**WORK TO BE COMPLETED**
Everything from the line containing "Would you be able to point out the thatched roof hut" down to the last line of the entries below must be transcribed exactly, and nothing else.

──────── RECORDED INFORMATION

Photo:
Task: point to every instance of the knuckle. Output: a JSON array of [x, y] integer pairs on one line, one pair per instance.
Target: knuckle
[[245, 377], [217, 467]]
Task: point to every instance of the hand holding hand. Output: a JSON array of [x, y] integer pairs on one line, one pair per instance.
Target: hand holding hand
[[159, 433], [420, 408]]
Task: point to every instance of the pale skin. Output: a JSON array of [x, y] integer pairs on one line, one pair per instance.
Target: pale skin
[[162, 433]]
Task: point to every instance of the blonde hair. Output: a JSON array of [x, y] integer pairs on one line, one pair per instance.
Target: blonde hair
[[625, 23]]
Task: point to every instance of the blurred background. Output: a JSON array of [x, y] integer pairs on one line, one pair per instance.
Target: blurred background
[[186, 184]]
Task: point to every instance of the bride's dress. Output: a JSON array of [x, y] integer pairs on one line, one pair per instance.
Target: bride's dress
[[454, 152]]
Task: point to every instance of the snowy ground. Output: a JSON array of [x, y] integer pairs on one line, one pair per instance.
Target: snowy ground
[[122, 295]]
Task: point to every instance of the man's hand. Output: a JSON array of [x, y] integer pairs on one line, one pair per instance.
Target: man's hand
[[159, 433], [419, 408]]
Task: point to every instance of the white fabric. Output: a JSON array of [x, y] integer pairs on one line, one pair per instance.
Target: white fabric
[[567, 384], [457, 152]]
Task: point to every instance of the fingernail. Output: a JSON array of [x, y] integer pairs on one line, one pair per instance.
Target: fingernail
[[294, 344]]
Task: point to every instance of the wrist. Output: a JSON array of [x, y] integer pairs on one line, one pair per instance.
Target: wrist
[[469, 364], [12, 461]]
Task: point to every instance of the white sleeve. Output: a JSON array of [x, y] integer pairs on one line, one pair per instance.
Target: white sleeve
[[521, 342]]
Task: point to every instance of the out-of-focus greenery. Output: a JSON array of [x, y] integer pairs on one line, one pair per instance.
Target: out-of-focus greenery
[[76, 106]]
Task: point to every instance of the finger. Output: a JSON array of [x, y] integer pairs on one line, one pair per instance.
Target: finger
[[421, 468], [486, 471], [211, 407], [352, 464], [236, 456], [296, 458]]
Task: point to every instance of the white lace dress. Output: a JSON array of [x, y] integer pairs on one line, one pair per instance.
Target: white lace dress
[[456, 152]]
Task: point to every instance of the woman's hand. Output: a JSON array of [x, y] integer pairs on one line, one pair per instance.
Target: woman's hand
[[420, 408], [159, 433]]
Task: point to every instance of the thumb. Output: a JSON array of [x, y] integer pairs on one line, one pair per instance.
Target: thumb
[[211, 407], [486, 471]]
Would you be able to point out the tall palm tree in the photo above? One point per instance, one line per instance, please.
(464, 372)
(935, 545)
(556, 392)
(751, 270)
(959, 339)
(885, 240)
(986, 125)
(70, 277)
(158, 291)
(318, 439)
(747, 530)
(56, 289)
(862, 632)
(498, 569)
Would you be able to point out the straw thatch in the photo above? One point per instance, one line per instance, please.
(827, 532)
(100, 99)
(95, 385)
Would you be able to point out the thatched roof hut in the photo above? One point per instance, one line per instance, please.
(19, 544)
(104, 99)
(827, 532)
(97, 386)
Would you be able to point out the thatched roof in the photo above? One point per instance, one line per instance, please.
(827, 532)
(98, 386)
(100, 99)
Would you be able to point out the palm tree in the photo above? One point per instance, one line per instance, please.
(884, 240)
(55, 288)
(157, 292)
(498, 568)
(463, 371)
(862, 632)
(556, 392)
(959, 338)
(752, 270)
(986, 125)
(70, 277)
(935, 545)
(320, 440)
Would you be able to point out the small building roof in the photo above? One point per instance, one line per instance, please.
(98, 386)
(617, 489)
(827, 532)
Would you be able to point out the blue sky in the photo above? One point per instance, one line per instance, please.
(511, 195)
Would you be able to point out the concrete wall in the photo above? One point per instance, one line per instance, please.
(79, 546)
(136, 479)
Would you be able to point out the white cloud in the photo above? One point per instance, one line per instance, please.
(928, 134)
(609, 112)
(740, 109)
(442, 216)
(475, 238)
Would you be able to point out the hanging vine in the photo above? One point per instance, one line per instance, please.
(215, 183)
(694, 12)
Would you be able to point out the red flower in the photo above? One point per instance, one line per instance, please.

────────────────

**WRITTEN REPLY**
Would you be able to point out the thatched roof hut in the photo above? One point per instance, one line per instance, please.
(19, 544)
(104, 99)
(827, 532)
(97, 386)
Would you be able to point out the thatched roof in the photo above? One point per instance, one line per instance, please.
(827, 532)
(98, 386)
(100, 99)
Would you be able to point out the palm tree in the photo above? One point per instance, one line per instance, please.
(884, 240)
(55, 288)
(157, 292)
(498, 568)
(463, 371)
(862, 632)
(556, 392)
(959, 338)
(752, 270)
(986, 125)
(70, 277)
(935, 545)
(320, 440)
Would you be able to point out the small building roof in the photo above? One point per instance, one line per instance, please.
(98, 386)
(617, 489)
(827, 532)
Would you be able to point out the blue sky in the photo above? One point per instance, one line per instance, please.
(511, 195)
Would you be able to point out the concrete wall in the photo above? One point per instance, one line per instance, please.
(79, 546)
(136, 479)
Would you be able to point out the white cloud in the photo above? One point per instance, one line per instance, please.
(928, 134)
(609, 112)
(740, 109)
(442, 216)
(475, 238)
Would you be able to point out the hanging vine in the photo above? One point per instance, one line per instance, please.
(215, 183)
(694, 12)
Would you be able to point out the red flower in the photo above? One point per instance, one line per instance, please.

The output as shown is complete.